=== EXERCISE BRIEF ===
Arrange the lines below as a JSON list of strings, one string per line, omitting any blank lines.
※
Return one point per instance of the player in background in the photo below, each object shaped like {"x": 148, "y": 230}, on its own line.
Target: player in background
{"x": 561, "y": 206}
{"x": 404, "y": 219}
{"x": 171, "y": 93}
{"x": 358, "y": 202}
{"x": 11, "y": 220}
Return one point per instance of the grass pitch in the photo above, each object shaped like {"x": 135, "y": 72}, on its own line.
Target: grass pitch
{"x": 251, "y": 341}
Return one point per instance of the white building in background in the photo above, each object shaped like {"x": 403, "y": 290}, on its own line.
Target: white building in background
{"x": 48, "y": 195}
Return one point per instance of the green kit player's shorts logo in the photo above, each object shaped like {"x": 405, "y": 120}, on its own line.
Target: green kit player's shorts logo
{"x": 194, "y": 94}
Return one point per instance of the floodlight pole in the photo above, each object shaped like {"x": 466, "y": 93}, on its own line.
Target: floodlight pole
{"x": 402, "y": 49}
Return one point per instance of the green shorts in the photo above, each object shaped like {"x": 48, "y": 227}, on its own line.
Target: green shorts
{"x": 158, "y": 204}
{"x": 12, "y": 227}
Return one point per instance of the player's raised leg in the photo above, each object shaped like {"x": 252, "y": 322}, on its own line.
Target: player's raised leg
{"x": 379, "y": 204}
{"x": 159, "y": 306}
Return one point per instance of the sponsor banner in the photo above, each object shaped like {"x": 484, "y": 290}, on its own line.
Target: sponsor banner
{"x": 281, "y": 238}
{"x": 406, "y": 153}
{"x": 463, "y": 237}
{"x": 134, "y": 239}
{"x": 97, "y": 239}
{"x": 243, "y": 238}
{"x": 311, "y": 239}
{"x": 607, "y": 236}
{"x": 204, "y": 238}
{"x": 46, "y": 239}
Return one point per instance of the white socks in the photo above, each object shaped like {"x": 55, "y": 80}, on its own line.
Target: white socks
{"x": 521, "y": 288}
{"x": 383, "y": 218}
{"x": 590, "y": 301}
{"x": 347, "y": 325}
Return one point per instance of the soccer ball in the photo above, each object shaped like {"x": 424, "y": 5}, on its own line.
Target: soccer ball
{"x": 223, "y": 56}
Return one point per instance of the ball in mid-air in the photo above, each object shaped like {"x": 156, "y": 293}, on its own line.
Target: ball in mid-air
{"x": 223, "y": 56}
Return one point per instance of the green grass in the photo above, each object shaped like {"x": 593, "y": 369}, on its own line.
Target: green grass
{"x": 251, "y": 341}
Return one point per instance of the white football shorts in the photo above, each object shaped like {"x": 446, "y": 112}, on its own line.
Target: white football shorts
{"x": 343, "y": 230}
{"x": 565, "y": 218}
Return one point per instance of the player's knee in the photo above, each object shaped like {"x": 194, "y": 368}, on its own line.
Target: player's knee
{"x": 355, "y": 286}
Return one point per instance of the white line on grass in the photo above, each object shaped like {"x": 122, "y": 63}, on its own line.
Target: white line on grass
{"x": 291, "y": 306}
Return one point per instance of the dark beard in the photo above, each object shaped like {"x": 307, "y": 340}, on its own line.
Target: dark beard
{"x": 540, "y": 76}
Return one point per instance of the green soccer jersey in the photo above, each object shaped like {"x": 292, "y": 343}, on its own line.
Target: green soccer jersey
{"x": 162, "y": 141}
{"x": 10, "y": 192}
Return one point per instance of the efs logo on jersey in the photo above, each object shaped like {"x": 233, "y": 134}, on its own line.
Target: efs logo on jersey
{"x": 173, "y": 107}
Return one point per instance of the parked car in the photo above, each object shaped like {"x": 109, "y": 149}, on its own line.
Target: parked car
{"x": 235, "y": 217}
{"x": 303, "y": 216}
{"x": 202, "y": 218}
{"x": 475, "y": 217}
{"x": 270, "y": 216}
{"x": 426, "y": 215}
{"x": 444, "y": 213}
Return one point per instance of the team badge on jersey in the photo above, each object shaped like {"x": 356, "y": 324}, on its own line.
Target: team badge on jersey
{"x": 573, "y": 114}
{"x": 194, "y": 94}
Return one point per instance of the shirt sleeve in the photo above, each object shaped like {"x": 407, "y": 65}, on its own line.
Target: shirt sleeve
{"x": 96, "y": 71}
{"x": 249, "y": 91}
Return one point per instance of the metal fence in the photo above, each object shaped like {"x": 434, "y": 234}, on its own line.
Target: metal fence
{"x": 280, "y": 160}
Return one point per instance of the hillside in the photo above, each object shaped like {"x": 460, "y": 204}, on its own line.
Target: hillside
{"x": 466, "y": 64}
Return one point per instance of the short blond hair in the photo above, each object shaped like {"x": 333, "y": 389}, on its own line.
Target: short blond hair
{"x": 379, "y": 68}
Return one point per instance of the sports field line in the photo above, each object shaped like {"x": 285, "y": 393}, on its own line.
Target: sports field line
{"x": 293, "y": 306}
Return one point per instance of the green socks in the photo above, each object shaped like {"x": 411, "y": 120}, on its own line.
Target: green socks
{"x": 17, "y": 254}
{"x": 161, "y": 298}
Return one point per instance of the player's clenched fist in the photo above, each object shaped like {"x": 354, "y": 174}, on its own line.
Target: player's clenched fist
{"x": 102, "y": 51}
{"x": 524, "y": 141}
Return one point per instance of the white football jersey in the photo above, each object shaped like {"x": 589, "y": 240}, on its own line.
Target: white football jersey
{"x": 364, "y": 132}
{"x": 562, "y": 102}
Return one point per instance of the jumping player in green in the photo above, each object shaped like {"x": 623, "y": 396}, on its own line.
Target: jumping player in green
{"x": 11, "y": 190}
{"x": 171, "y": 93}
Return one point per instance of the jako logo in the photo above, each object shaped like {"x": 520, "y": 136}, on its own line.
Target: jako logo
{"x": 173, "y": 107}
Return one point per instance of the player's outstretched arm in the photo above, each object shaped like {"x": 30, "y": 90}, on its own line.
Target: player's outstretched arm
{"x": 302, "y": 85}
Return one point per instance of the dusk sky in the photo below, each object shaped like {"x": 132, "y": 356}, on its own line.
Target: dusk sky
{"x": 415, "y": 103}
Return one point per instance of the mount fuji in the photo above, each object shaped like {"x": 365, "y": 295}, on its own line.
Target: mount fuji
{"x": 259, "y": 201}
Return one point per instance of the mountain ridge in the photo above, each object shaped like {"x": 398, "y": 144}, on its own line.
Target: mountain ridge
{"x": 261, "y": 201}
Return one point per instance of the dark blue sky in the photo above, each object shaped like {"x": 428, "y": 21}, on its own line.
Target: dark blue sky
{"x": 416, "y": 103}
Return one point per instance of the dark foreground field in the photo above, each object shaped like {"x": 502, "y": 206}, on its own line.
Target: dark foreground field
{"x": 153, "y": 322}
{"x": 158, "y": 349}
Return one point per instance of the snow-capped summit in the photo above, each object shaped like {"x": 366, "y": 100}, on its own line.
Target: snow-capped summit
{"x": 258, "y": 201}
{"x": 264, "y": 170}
※
=== THE RESPONSE ===
[
  "Return one point per instance of the player in background in the photo below, each object shaped like {\"x\": 148, \"y\": 230}, on its own line.",
  "Target: player in background",
  "{\"x\": 561, \"y\": 206}",
  "{\"x\": 404, \"y\": 219}",
  "{\"x\": 171, \"y\": 93}",
  "{\"x\": 358, \"y\": 202}",
  "{\"x\": 11, \"y\": 220}",
  "Return one point per instance of the grass pitch in the photo above, each object shaped like {\"x\": 135, \"y\": 72}, on its own line.",
  "Target: grass pitch",
  "{\"x\": 251, \"y\": 341}",
  "Return one point per instance of the white building in background in the photo above, each object shaped like {\"x\": 403, \"y\": 290}, on its own line.",
  "Target: white building in background",
  "{\"x\": 48, \"y\": 195}",
  "Return one point per instance of the green kit player's shorts logo in the photo above, each object shaped like {\"x\": 405, \"y\": 120}, on its own line.",
  "Target: green kit player's shorts logo",
  "{\"x\": 194, \"y\": 94}",
  "Return one point per instance of the floodlight pole in the photo above, each object shaped like {\"x\": 466, \"y\": 93}, on its own line.",
  "Target: floodlight pole",
  "{\"x\": 402, \"y\": 49}",
  "Return one point per instance of the green shorts in the photo above, each object shaped like {\"x\": 48, \"y\": 227}, on its own line.",
  "Target: green shorts",
  "{\"x\": 158, \"y\": 204}",
  "{\"x\": 12, \"y\": 227}",
  "Return one point per instance of the player's raised leg in the photo above, each object shaped like {\"x\": 252, \"y\": 322}, on its own line.",
  "Target: player's raised leg",
  "{\"x\": 379, \"y\": 204}",
  "{\"x\": 159, \"y\": 306}",
  "Return one point per instance of the sponsor banner in the photo above, each object shaped like {\"x\": 484, \"y\": 290}, on its own line.",
  "Target: sponsor banner",
  "{\"x\": 281, \"y\": 238}",
  "{\"x\": 406, \"y\": 153}",
  "{\"x\": 463, \"y\": 237}",
  "{\"x\": 134, \"y\": 239}",
  "{\"x\": 97, \"y\": 239}",
  "{\"x\": 243, \"y\": 238}",
  "{\"x\": 311, \"y\": 239}",
  "{\"x\": 607, \"y\": 236}",
  "{\"x\": 204, \"y\": 238}",
  "{\"x\": 46, \"y\": 239}",
  "Return one point per instance of the white socks in the photo above, each object shaped like {\"x\": 55, \"y\": 80}, on its own line.",
  "Target: white socks",
  "{\"x\": 521, \"y\": 288}",
  "{\"x\": 383, \"y\": 218}",
  "{\"x\": 590, \"y\": 301}",
  "{\"x\": 347, \"y\": 325}",
  "Return one point per instance of the soccer ball in the photo above, each object shaped like {\"x\": 424, \"y\": 5}, on its own line.",
  "Target: soccer ball",
  "{\"x\": 223, \"y\": 56}",
  "Return one point per instance of the ball in mid-air in the photo above, each object shaped like {\"x\": 156, \"y\": 293}, on its own line.",
  "Target: ball in mid-air",
  "{\"x\": 223, \"y\": 56}",
  "Return one point per instance of the green grass in the photo above, each object shaped like {\"x\": 593, \"y\": 369}, on its own line.",
  "Target: green grass",
  "{\"x\": 251, \"y\": 341}",
  "Return one point per instance of the white football shorts in the photo above, each object shaped like {\"x\": 446, \"y\": 112}, on its own line.",
  "Target: white football shorts",
  "{\"x\": 343, \"y\": 230}",
  "{\"x\": 565, \"y\": 218}",
  "Return one point per instance of the player's knee in the photo above, each object shaped like {\"x\": 194, \"y\": 368}, on its own line.",
  "Target: player's knee",
  "{\"x\": 355, \"y\": 286}",
  "Return one point per instance of the white line on grass in the photo above, each object shaped like {\"x\": 122, \"y\": 63}, on its own line.",
  "Target: white line on grass",
  "{\"x\": 291, \"y\": 306}",
  "Return one point per instance of the dark beard in the photo above, each object shaped like {\"x\": 307, \"y\": 340}, on its own line.",
  "Target: dark beard",
  "{\"x\": 540, \"y\": 76}",
  "Return one point per instance of the green soccer jersey in the photo above, each object shaped like {\"x\": 292, \"y\": 343}, on its own line.",
  "Target: green soccer jersey",
  "{\"x\": 162, \"y\": 141}",
  "{\"x\": 10, \"y\": 192}",
  "Return one point per instance of the efs logo on jersey in the photo above, each object shaped like {\"x\": 233, \"y\": 134}, on its own line.",
  "Target: efs logo on jersey",
  "{\"x\": 173, \"y\": 107}",
  "Return one point per instance of the parked car in the photo above, each object shaped like {\"x\": 109, \"y\": 149}, on its own line.",
  "Target: parked car",
  "{\"x\": 235, \"y\": 217}",
  "{\"x\": 303, \"y\": 216}",
  "{\"x\": 202, \"y\": 218}",
  "{\"x\": 475, \"y\": 217}",
  "{\"x\": 270, \"y\": 216}",
  "{\"x\": 426, \"y\": 215}",
  "{\"x\": 444, \"y\": 213}",
  "Return one point per instance of the team badge on jersey in the photo above, each object shaped like {\"x\": 356, \"y\": 324}, on its own line.",
  "Target: team badge on jersey",
  "{\"x\": 573, \"y\": 114}",
  "{\"x\": 194, \"y\": 94}",
  "Return one point per instance of the shirt sleeve in the photo above, each object shaped like {\"x\": 407, \"y\": 65}, on its own line.",
  "Target: shirt sleeve",
  "{\"x\": 96, \"y\": 71}",
  "{\"x\": 249, \"y\": 91}",
  "Return one point per instance of the metal fence in the photo above, each object shaped like {\"x\": 434, \"y\": 234}, on its own line.",
  "Target: metal fence",
  "{\"x\": 280, \"y\": 160}",
  "Return one point per instance of the hillside in the photo above, each object shaped like {\"x\": 460, \"y\": 204}, on its own line.",
  "Target: hillside",
  "{\"x\": 466, \"y\": 64}",
  "Return one point per instance of the short blond hair in the photo above, each object shaped like {\"x\": 333, \"y\": 389}, on its own line.",
  "Target: short blond hair",
  "{\"x\": 379, \"y\": 68}",
  "Return one point per instance of the sports field line in the photo above, each object shaped like {\"x\": 285, \"y\": 393}, on its own line.",
  "Target: sports field line",
  "{\"x\": 293, \"y\": 306}",
  "Return one point per instance of the green socks in the photo above, each object shaped like {\"x\": 411, \"y\": 120}, on its own line.",
  "Target: green socks",
  "{\"x\": 17, \"y\": 254}",
  "{\"x\": 161, \"y\": 298}",
  "Return one point per instance of the player's clenched fist in the photo above, each object shaped like {\"x\": 354, \"y\": 174}, on its own line.",
  "Target: player's clenched fist",
  "{\"x\": 102, \"y\": 51}",
  "{\"x\": 524, \"y\": 141}",
  "Return one point per instance of the white football jersey in the photo above, each object shaped like {\"x\": 589, \"y\": 240}, on its own line.",
  "Target: white football jersey",
  "{\"x\": 364, \"y\": 132}",
  "{\"x\": 562, \"y\": 102}",
  "Return one point per instance of the jumping player in green in the photo above, each object shaped like {\"x\": 623, \"y\": 396}, on its own line.",
  "Target: jumping player in green",
  "{\"x\": 11, \"y\": 190}",
  "{\"x\": 171, \"y\": 93}",
  "Return one point per instance of the jako logo in the photo above, each object shaped like {\"x\": 520, \"y\": 136}, on its own line.",
  "Target: jako logo",
  "{\"x\": 173, \"y\": 107}",
  "Return one point per instance of the player's outstretched arm in the photo above, each object shaped like {\"x\": 30, \"y\": 90}, on its own line.",
  "Target: player's outstretched arm",
  "{\"x\": 302, \"y\": 85}",
  "Return one point per instance of the dusk sky in the photo below, each object shaped like {\"x\": 132, \"y\": 356}, on its own line.",
  "Target: dusk sky",
  "{\"x\": 415, \"y\": 103}",
  "Return one point per instance of the mount fuji in the photo above, each object shaped like {\"x\": 365, \"y\": 295}, on its own line.",
  "Target: mount fuji",
  "{\"x\": 259, \"y\": 201}",
  "Return one point per instance of the mountain ridge in the photo above, each object shaped like {\"x\": 398, \"y\": 144}, on its own line.",
  "Target: mountain ridge",
  "{\"x\": 261, \"y\": 201}",
  "Return one point per instance of the dark blue sky in the photo above, each object shaped like {\"x\": 428, \"y\": 21}, on its own line.",
  "Target: dark blue sky",
  "{\"x\": 416, \"y\": 103}",
  "Return one point per instance of the dark foreground field in the photo above, each object shaped like {\"x\": 502, \"y\": 206}, on its own line.",
  "Target: dark foreground field",
  "{\"x\": 153, \"y\": 322}",
  "{\"x\": 158, \"y\": 349}",
  "Return one point per instance of the snow-capped summit in the photo above, each object shaped like {\"x\": 366, \"y\": 100}, on its own line.",
  "Target: snow-capped summit",
  "{\"x\": 258, \"y\": 201}",
  "{\"x\": 264, \"y\": 170}"
]